- **Set task**:
Copy all of the data below line for line, without changing anything.

- **Dataset content**:

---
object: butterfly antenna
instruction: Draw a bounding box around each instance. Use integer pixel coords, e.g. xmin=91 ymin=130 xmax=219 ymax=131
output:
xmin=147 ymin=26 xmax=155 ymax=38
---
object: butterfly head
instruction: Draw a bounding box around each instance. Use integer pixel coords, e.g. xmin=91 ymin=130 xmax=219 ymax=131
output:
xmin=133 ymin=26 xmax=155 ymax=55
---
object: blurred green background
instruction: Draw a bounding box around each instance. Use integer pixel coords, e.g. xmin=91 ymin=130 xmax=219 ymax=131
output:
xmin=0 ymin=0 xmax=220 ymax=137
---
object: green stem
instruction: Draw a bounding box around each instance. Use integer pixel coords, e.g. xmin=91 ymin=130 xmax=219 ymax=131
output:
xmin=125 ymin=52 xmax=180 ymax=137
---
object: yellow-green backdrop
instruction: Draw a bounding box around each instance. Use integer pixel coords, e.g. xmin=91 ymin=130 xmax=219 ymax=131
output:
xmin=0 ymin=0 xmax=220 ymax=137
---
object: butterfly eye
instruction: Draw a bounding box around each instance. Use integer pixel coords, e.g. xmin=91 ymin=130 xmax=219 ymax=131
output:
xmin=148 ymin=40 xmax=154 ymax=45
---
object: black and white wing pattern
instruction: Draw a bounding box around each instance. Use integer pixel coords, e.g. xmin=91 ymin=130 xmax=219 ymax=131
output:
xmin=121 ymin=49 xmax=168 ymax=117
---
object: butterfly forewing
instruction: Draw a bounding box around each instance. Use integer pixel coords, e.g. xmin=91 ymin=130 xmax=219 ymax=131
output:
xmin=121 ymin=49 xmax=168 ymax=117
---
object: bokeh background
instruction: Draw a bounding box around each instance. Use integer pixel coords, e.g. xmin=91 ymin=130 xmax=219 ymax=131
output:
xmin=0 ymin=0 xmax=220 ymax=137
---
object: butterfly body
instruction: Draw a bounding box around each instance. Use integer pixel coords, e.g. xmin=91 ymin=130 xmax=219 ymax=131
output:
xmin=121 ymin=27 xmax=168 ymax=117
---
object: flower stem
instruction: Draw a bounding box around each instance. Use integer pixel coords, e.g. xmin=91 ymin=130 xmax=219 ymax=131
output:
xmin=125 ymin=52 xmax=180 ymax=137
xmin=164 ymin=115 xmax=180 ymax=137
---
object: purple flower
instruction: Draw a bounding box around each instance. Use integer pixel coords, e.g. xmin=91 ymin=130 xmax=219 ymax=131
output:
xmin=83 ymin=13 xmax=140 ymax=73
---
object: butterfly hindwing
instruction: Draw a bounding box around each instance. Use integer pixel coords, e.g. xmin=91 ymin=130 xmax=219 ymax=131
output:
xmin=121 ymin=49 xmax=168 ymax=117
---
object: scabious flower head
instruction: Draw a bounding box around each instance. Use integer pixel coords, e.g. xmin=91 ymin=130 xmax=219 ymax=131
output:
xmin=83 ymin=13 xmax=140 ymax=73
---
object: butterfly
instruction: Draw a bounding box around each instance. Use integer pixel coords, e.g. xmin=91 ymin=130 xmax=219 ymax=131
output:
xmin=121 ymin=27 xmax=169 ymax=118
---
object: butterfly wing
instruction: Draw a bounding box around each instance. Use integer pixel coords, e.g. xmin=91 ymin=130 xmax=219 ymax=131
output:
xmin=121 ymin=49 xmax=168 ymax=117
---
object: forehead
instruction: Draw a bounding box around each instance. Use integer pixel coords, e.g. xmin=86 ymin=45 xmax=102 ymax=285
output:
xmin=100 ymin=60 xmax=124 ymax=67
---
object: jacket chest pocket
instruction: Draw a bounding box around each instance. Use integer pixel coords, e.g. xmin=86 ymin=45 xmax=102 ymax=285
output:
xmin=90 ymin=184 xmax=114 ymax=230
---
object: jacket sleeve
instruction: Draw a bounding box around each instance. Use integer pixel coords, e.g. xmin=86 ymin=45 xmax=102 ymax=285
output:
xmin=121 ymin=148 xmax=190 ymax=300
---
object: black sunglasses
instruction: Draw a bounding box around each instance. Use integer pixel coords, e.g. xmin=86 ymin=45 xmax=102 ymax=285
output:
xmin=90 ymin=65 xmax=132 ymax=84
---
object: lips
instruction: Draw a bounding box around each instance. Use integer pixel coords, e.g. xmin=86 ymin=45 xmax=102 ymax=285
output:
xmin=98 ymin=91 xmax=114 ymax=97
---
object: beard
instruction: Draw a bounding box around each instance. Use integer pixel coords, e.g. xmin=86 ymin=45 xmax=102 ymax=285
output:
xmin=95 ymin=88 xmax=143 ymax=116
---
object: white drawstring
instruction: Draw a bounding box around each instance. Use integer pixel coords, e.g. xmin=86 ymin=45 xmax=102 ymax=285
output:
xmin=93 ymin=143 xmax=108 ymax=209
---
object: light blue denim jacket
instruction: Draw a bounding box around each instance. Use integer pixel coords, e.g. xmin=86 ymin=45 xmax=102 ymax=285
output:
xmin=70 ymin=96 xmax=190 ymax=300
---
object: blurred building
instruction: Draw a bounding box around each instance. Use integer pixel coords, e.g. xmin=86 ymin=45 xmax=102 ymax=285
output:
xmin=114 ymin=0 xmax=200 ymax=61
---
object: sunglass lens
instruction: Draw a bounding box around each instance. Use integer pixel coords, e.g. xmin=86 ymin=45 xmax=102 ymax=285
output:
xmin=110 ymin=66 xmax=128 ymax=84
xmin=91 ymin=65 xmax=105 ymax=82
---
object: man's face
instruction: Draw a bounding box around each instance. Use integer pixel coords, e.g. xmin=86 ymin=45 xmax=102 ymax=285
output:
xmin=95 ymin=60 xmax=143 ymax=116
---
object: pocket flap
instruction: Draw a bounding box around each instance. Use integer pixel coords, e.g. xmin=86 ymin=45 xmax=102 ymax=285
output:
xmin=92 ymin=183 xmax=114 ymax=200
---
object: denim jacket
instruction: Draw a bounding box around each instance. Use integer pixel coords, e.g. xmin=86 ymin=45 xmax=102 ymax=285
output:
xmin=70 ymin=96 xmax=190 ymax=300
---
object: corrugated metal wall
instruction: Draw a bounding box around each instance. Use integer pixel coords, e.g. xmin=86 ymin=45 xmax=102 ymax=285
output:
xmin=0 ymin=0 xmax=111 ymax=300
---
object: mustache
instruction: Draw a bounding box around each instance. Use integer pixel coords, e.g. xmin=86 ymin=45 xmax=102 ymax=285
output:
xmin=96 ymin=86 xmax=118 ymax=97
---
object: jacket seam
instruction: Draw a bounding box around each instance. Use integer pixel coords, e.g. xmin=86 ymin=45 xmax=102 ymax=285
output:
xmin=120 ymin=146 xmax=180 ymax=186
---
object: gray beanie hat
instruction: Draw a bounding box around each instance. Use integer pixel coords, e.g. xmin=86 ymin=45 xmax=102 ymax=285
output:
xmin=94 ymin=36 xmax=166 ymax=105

- **Answer below**:
---
object: butterfly antenna
instruction: Draw a bounding box around each instance. Use integer pixel coords, e.g. xmin=91 ymin=130 xmax=219 ymax=131
output:
xmin=147 ymin=26 xmax=155 ymax=38
---
object: butterfly head
instruction: Draw a bounding box around each instance. Use integer pixel coords, e.g. xmin=91 ymin=130 xmax=219 ymax=131
output:
xmin=133 ymin=26 xmax=155 ymax=55
---
object: blurred green background
instruction: Draw a bounding box around each instance. Use integer pixel coords, e.g. xmin=91 ymin=130 xmax=219 ymax=131
output:
xmin=0 ymin=0 xmax=220 ymax=137
---
object: green stem
instruction: Draw a bounding box around each instance. Use integer pixel coords, e.g. xmin=91 ymin=130 xmax=219 ymax=131
output:
xmin=125 ymin=52 xmax=180 ymax=137
---
object: yellow-green backdrop
instruction: Draw a bounding box around each instance. Use integer pixel coords, e.g. xmin=91 ymin=130 xmax=219 ymax=131
output:
xmin=0 ymin=0 xmax=220 ymax=137
---
object: butterfly eye
instruction: Draw a bounding box around each instance. Use integer pixel coords, e.g. xmin=91 ymin=130 xmax=219 ymax=131
output:
xmin=148 ymin=40 xmax=154 ymax=45
---
object: black and white wing pattern
instruction: Draw a bounding box around each instance. Use integer pixel coords, e.g. xmin=91 ymin=130 xmax=219 ymax=131
output:
xmin=121 ymin=49 xmax=168 ymax=117
---
object: butterfly forewing
instruction: Draw a bounding box around each instance. Use integer pixel coords, e.g. xmin=91 ymin=130 xmax=219 ymax=131
output:
xmin=121 ymin=49 xmax=168 ymax=117
---
object: bokeh background
instruction: Draw a bounding box around each instance. Use integer pixel coords, e.g. xmin=91 ymin=130 xmax=219 ymax=131
output:
xmin=0 ymin=0 xmax=220 ymax=137
---
object: butterfly body
instruction: Draw a bounding box around each instance. Use integer pixel coords, e.g. xmin=91 ymin=130 xmax=219 ymax=131
output:
xmin=121 ymin=27 xmax=168 ymax=117
---
object: flower stem
instruction: Draw a bounding box around each instance. Use integer pixel coords, e.g. xmin=91 ymin=130 xmax=219 ymax=131
output:
xmin=125 ymin=52 xmax=180 ymax=137
xmin=164 ymin=115 xmax=180 ymax=137
---
object: purple flower
instruction: Draw a bounding box around each instance. Use integer pixel coords, e.g. xmin=91 ymin=130 xmax=219 ymax=131
output:
xmin=83 ymin=13 xmax=140 ymax=73
---
object: butterfly hindwing
instruction: Draw a bounding box around each instance. Use integer pixel coords, e.g. xmin=91 ymin=130 xmax=219 ymax=131
output:
xmin=121 ymin=49 xmax=168 ymax=117
---
object: scabious flower head
instruction: Draw a bounding box around each instance. Use integer pixel coords, e.g. xmin=91 ymin=130 xmax=219 ymax=131
output:
xmin=83 ymin=13 xmax=140 ymax=73
---
object: butterfly
instruction: Draw a bounding box around each instance. Use integer pixel coords, e.g. xmin=91 ymin=130 xmax=219 ymax=131
output:
xmin=121 ymin=27 xmax=169 ymax=118
---
object: butterfly wing
instruction: Draw a bounding box around each instance. Use integer pixel coords, e.g. xmin=91 ymin=130 xmax=219 ymax=131
output:
xmin=121 ymin=49 xmax=168 ymax=117
---
object: forehead
instruction: Draw a bounding box around each instance. Use integer pixel coords, e.g. xmin=86 ymin=45 xmax=102 ymax=285
output:
xmin=100 ymin=60 xmax=124 ymax=67
---
object: jacket chest pocket
instruction: Draw a bounding box around each instance. Use integer pixel coords, e.g. xmin=86 ymin=45 xmax=102 ymax=285
output:
xmin=90 ymin=184 xmax=114 ymax=230
---
object: jacket sleeve
instruction: Draw a bounding box around each instance. Use integer pixel coords, e.g. xmin=86 ymin=45 xmax=102 ymax=285
output:
xmin=121 ymin=148 xmax=190 ymax=300
---
object: black sunglasses
instruction: Draw a bounding box around each instance. Use integer pixel coords, e.g. xmin=86 ymin=45 xmax=102 ymax=285
output:
xmin=90 ymin=65 xmax=132 ymax=84
---
object: lips
instruction: Draw a bounding box around each instance. Use integer pixel coords, e.g. xmin=86 ymin=45 xmax=102 ymax=285
output:
xmin=98 ymin=91 xmax=114 ymax=97
---
object: beard
instruction: Draw a bounding box around each instance. Use integer pixel coords, e.g. xmin=86 ymin=45 xmax=102 ymax=285
output:
xmin=95 ymin=88 xmax=143 ymax=116
---
object: white drawstring
instruction: Draw a bounding box around each instance. Use integer pixel coords, e.g. xmin=86 ymin=45 xmax=102 ymax=285
output:
xmin=93 ymin=143 xmax=108 ymax=209
---
object: light blue denim jacket
instruction: Draw a bounding box around each instance. Use integer pixel coords, e.g. xmin=86 ymin=45 xmax=102 ymax=285
output:
xmin=70 ymin=96 xmax=190 ymax=300
---
object: blurred building
instruction: Draw a bounding box around each instance. Use integer pixel coords, e.g. xmin=86 ymin=45 xmax=102 ymax=285
output:
xmin=114 ymin=0 xmax=200 ymax=61
---
object: sunglass lens
instruction: Draw a bounding box around each instance. Use integer pixel coords, e.g. xmin=86 ymin=45 xmax=102 ymax=285
output:
xmin=110 ymin=66 xmax=128 ymax=84
xmin=91 ymin=65 xmax=105 ymax=82
---
object: man's face
instruction: Draw a bounding box around each instance. Use integer pixel coords, e.g. xmin=86 ymin=45 xmax=102 ymax=285
output:
xmin=95 ymin=60 xmax=143 ymax=116
---
object: pocket flap
instruction: Draw a bounding box around each instance. Use integer pixel coords, e.g. xmin=86 ymin=45 xmax=102 ymax=285
output:
xmin=92 ymin=183 xmax=114 ymax=200
---
object: denim jacket
instruction: Draw a bounding box around each instance. Use integer pixel coords, e.g. xmin=86 ymin=45 xmax=102 ymax=285
output:
xmin=70 ymin=96 xmax=190 ymax=300
---
object: corrugated metal wall
instruction: Draw a bounding box around each instance. Use integer pixel coords, e.g. xmin=86 ymin=45 xmax=102 ymax=285
output:
xmin=0 ymin=0 xmax=111 ymax=300
---
object: mustache
instruction: Draw a bounding box around each instance. Use integer pixel coords, e.g. xmin=86 ymin=45 xmax=102 ymax=285
output:
xmin=96 ymin=86 xmax=118 ymax=97
---
object: jacket seam
instruction: Draw a bounding box around each instance. Use integer pixel coords, e.g. xmin=86 ymin=45 xmax=102 ymax=285
output:
xmin=120 ymin=146 xmax=180 ymax=186
---
object: gray beanie hat
instruction: Draw a bounding box around each instance. Use integer pixel coords, e.g. xmin=86 ymin=45 xmax=102 ymax=285
output:
xmin=94 ymin=36 xmax=166 ymax=105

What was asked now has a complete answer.